<<<<
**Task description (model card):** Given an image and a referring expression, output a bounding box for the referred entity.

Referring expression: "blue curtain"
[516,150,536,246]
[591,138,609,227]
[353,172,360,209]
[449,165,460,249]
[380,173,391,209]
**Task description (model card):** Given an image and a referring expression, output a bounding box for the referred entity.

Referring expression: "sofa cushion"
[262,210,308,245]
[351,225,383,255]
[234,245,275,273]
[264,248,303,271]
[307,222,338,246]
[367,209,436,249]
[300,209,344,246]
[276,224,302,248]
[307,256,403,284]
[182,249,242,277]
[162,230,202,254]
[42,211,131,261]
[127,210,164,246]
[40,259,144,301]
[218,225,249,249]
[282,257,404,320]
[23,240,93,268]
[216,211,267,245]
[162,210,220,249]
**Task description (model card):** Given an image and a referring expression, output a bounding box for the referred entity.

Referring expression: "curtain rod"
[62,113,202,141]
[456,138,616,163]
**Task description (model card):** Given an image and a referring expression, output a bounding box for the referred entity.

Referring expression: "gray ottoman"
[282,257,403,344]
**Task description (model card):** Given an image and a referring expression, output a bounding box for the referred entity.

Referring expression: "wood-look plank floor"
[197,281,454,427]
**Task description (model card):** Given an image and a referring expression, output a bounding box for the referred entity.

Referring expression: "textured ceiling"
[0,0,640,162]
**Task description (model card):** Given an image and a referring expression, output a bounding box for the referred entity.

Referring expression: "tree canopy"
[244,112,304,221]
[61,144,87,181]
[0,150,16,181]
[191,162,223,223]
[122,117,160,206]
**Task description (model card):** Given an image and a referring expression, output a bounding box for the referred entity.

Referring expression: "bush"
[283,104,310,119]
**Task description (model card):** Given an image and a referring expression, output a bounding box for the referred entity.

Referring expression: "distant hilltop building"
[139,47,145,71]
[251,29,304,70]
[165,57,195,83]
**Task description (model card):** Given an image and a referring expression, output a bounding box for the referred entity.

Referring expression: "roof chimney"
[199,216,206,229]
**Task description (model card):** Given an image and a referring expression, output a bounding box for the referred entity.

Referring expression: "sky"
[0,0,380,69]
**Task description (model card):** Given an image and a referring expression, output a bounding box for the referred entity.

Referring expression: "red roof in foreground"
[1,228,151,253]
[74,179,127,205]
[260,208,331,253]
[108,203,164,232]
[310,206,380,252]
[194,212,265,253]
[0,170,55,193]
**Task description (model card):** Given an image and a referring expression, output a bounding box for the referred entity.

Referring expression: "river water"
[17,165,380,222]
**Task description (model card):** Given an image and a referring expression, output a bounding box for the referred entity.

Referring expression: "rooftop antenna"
>>>>
Each entry above is to be printed again exactly.

**Task description (model card):** Given an image and a referring expression, output a bounding box for the referred entity.

Referring expression: "blue curtain"
[516,150,536,246]
[591,138,609,227]
[353,172,360,209]
[449,165,460,249]
[380,173,391,209]
**Task description (model card):** Given an image and a referring expression, output a bounding box for the referred entity.

Referring expression: "sofa cushion"
[262,210,308,245]
[351,225,383,255]
[234,245,275,273]
[264,248,303,271]
[307,222,338,246]
[367,209,436,249]
[300,209,344,246]
[276,224,302,248]
[307,256,403,284]
[182,249,242,277]
[162,230,202,254]
[42,211,131,261]
[127,210,164,246]
[40,259,144,301]
[218,225,249,249]
[282,257,404,320]
[23,240,93,268]
[216,211,267,245]
[162,210,220,249]
**Task description (model card):** Given an image and a referring expression, output a bounding box for the referred entity.

Referring expression: "curtain rod"
[62,113,202,141]
[456,138,616,163]
**Task description (model card):** Given an image and a referring expression, output a bounding box for the referred entity.

Referring expression: "gray ottoman"
[282,257,403,344]
**Task description (model card):** Given an image and a referring expression, output a bounding box for the referred entity.

Referring expression: "wood-look plank floor"
[197,281,454,427]
**Task description (model card):** Given an image and a referring expression, output a bounding box for the referred entity.

Referring expression: "textured ceiling"
[0,0,640,162]
**Task description (model card):** Given an image and a referring expression, output a bounding box for the referred entity.

Referring expression: "tree canopy"
[244,112,304,221]
[61,144,87,181]
[0,150,16,181]
[191,162,223,223]
[122,117,160,206]
**Task description (model card):** Given an image and a referring expression, output a bounding box for the referred entity.

Referring expression: "bush"
[283,104,310,119]
**Task description (model card):** Given an image and a referring expression, output a bounding box for the referred entity.

Referring expression: "distant hilltop building"
[139,47,145,71]
[251,29,304,70]
[165,57,195,83]
**Task description (model card):** Given an image and a referring expression, output a bounding box for the referred entity.

Referring expression: "roof chimney"
[199,216,206,229]
**Task description (model card):** Given an image and a referring expression, output a bounding box for the referred entity.

Referring expression: "sky"
[0,0,380,69]
**Task description (model card):** Given an image and a referring expression, output a bounding box for the referred entity.

Referring expression: "red roof in foreground"
[1,228,151,253]
[74,179,127,205]
[260,208,331,253]
[108,203,164,232]
[310,206,380,252]
[194,212,265,253]
[0,170,55,193]
**Task description (model card):** Given an image and a referring expression, output a bounding box for the referred entity.

Referring expression: "river water"
[17,165,380,222]
**Task description (model card):** Given an image and a referring expression, output a bounding box for the referred entity.

Referring expression: "rooftop antenna"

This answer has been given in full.